What is required. Because the copy must hold no pictures, return the data below with all of its words intact.

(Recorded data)
::::::
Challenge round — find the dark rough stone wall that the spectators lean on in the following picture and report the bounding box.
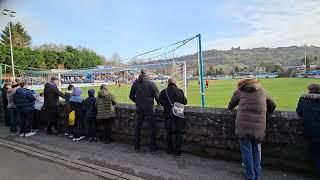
[54,104,311,171]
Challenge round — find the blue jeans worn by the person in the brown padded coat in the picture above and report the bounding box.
[240,138,261,180]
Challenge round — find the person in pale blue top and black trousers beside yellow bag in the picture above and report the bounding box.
[70,87,86,141]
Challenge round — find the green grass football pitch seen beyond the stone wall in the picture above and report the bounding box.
[60,78,320,111]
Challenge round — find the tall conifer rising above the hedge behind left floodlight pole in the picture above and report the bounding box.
[0,22,31,47]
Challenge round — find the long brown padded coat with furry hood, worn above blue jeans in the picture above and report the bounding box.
[228,79,276,141]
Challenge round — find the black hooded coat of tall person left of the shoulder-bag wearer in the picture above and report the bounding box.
[129,75,159,114]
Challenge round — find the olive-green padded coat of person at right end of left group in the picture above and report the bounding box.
[96,90,117,119]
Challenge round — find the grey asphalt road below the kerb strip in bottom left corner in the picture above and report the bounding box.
[0,146,102,180]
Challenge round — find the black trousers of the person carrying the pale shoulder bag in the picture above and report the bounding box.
[166,115,184,155]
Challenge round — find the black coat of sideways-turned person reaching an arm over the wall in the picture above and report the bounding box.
[44,82,65,111]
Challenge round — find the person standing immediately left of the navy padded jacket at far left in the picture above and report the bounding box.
[7,82,20,134]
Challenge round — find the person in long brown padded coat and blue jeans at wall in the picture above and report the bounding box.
[228,76,276,180]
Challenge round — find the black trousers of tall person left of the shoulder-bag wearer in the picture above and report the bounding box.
[135,113,157,150]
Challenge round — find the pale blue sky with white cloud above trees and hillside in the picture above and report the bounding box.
[0,0,320,58]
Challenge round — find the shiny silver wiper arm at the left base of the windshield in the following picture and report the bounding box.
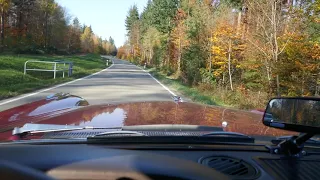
[12,123,122,138]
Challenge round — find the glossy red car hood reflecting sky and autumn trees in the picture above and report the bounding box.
[0,93,292,140]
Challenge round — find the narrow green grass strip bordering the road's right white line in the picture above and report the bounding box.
[148,68,228,106]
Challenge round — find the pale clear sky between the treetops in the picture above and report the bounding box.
[56,0,148,47]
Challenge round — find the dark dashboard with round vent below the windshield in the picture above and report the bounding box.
[0,144,320,180]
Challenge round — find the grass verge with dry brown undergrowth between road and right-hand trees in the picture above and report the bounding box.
[144,68,267,110]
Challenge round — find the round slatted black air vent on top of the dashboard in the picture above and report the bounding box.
[200,156,259,179]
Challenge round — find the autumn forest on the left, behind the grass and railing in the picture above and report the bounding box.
[0,0,117,55]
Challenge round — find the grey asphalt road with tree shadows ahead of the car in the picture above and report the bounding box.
[0,59,176,111]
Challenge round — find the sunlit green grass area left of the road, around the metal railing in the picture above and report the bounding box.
[0,54,106,99]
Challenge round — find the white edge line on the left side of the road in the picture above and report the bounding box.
[0,63,114,106]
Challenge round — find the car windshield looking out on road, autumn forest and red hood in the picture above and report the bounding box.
[0,0,320,139]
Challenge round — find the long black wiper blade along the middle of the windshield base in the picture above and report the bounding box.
[87,128,254,143]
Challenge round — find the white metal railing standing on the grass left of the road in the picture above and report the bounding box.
[24,60,73,79]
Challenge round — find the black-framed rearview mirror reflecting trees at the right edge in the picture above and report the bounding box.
[263,98,320,134]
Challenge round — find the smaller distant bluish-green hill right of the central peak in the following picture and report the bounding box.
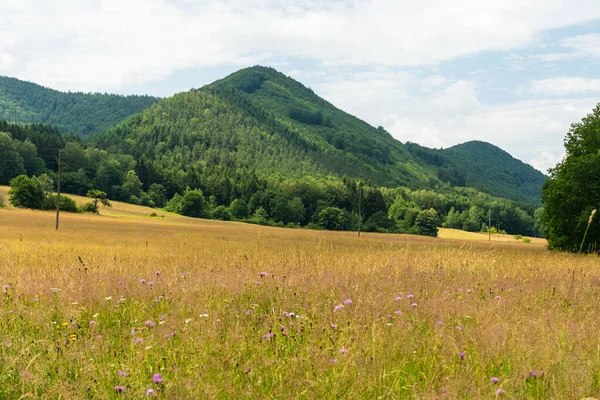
[406,141,548,204]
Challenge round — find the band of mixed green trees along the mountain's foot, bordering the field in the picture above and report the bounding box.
[0,121,543,235]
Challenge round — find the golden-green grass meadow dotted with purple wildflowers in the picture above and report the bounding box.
[0,190,600,399]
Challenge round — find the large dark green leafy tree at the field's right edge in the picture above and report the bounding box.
[542,104,600,251]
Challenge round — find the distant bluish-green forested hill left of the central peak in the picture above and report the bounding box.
[0,76,158,135]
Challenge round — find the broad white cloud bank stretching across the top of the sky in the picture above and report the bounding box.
[0,0,600,90]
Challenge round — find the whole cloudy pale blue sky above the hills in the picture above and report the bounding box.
[0,0,600,172]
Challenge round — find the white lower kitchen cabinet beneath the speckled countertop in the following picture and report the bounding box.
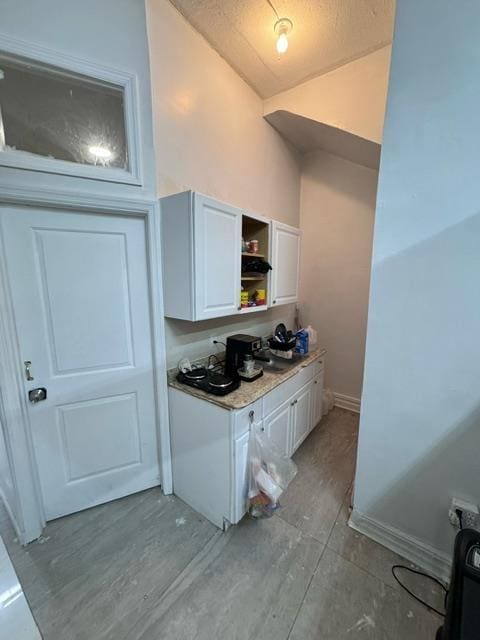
[169,358,323,528]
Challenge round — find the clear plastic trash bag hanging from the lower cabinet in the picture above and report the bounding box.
[248,427,297,518]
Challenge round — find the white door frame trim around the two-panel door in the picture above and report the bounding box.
[0,185,172,544]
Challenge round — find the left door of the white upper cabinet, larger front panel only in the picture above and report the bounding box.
[194,194,242,320]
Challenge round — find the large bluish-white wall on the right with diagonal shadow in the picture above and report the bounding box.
[355,0,480,568]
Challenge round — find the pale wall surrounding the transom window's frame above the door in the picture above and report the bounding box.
[0,0,155,197]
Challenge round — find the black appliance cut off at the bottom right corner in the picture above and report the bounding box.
[436,529,480,640]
::::::
Exercise answer.
Challenge round — find the dark rough stone wall that the spectators lean on in the following picture and report the bounding box.
[54,104,311,171]
Challenge round — find the blue jeans worn by the person in the brown padded coat in the picture above and report the bounding box.
[240,138,261,180]
Challenge round — find the person in pale blue top and black trousers beside yellow bag in the picture above and report the bounding box.
[70,87,86,141]
Challenge round — find the green grass football pitch seen beyond the stone wall in the picture above and report the bounding box.
[60,78,320,111]
Challenge round — find the tall conifer rising above the hedge behind left floodlight pole in the picture above and report the bounding box.
[0,22,31,47]
Challenge round — find the long brown padded coat with furry hood, worn above blue jeans in the picture above and report the bounding box.
[228,79,276,141]
Challenge round — find the black hooded coat of tall person left of the shoulder-bag wearer in the picture above and report the bounding box.
[129,75,159,114]
Challenge round — find the olive-green padded coat of person at right end of left group in the picture above and report the bounding box.
[96,90,117,119]
Challenge round — find the grey asphalt road below the kerb strip in bottom left corner in the picture above and report the bounding box.
[0,146,102,180]
Challenge round — find the black trousers of the person carrying the pale shoulder bag in the picture above and report the bounding box.
[166,115,184,155]
Challenge round — find the black coat of sideways-turned person reaching an arm over the wall in the picture above and report the bounding box.
[44,82,65,111]
Challenge round — find the person standing immediately left of the navy padded jacket at far left in the picture above and report the bounding box.
[7,82,20,134]
Challenge round — find the person in long brown padded coat and blue jeans at wall in the picture above and report the bounding box.
[228,76,276,180]
Challenge round — find the black trousers of tall person left of the shoulder-bag wearer in the picture above and report the bounding box.
[135,113,157,150]
Challenge round — find the pale blue sky with white cloud above trees and hillside in the picture above and report the bounding box.
[0,0,320,58]
Challenge round — find the shiny silver wiper arm at the left base of the windshield in the following picture and report the bounding box.
[12,123,122,138]
Challenge round — find the glossy red car hood reflecting sky and autumn trees in the picture above and report the bounding box.
[0,93,292,140]
Challenge round — find the narrow green grass strip bordering the road's right white line in the picture above and report the bounding box.
[148,68,228,106]
Challenge round — find the pale clear sky between the treetops in the picture above and report the bounding box.
[56,0,148,47]
Challenge round — find the dark dashboard with round vent below the windshield in the picture above and report the bounding box.
[0,144,320,180]
Challenge round — find the grass verge with dry brown undergrowth between road and right-hand trees in the picture above and report the bounding box.
[144,68,267,110]
Challenge round — find the round slatted black air vent on top of the dashboard in the picture above and report the bounding box.
[200,156,259,179]
Challenge round — find the autumn forest on the left, behind the grass and railing in the picture above and report the bounding box.
[0,0,117,55]
Challenge round — find the grey asphalt road with tree shadows ahead of the car in the picture above and report the bounding box.
[0,59,176,111]
Challenge round — find the sunlit green grass area left of the road, around the metal railing in the picture above and report the bounding box.
[0,54,106,99]
Challenge round — find the white edge line on the left side of the road in the picture above and report the bounding box.
[0,63,114,106]
Challenge round — find the car windshield looking out on road, autumn forest and red hood in the picture above and report the bounding box.
[0,0,320,139]
Challenge round — find the long black wiper blade along the middle of the windshield base in the picture above and report the bounding box.
[87,128,254,143]
Challenge round — find the white metal railing standing on the grass left of the road in the picture above and report the bounding box.
[24,60,73,79]
Challenge round — find the black-framed rearview mirror reflecting trees at the right edge in the picture above and report the bounding box.
[263,98,320,134]
Challenge round — find the smaller distant bluish-green hill right of the central peak in the following picture and report the bounding box.
[406,141,548,204]
Challenge round — find the band of mixed green trees along the mountain's foot, bordering the field in the picture above and report the bounding box.
[0,121,543,235]
Challenge round — find the golden-green grass meadow dotted with purple wildflowers in the picture above and report the bounding box.
[0,190,600,399]
Challenge round — find the large dark green leafy tree at the field's right edge in the picture above and report the bounding box.
[542,104,600,251]
Challenge round — find the distant bluish-green forested hill left of the central peak in the picture above and report the bounding box.
[0,76,158,135]
Challenge round — find the broad white cloud bank stretching across the top of the sky in the picture above and report the bounding box.
[0,0,600,90]
Challenge round — find the whole cloudy pale blue sky above the hills in the picture above and report the bounding box.
[0,0,600,172]
Challenge round — find the white lower kitchen cabinet beneath the speckled countertop in the following picture and report the bounding box.
[169,358,323,528]
Challenge round — find the clear plastic trash bag hanging from the lower cabinet in the picture above and report the bounding box.
[248,427,297,518]
Challenge round — find the white door frame trim around the two-panel door in the picture above and report the bounding box.
[0,185,172,544]
Challenge round — find the left door of the white upper cabinet, larger front panel only in the picture above and report the bounding box.
[194,194,242,320]
Challenge round — find the large bluish-white wall on the right with diagonal shadow in the picture above and report the bounding box.
[355,0,480,568]
Challenge round — find the pale wall surrounding the transom window's frame above the door in the picture above and report the bounding box.
[0,0,155,197]
Challenge round — find the black appliance cut off at the bottom right corner in the picture above and report the bounding box.
[436,529,480,640]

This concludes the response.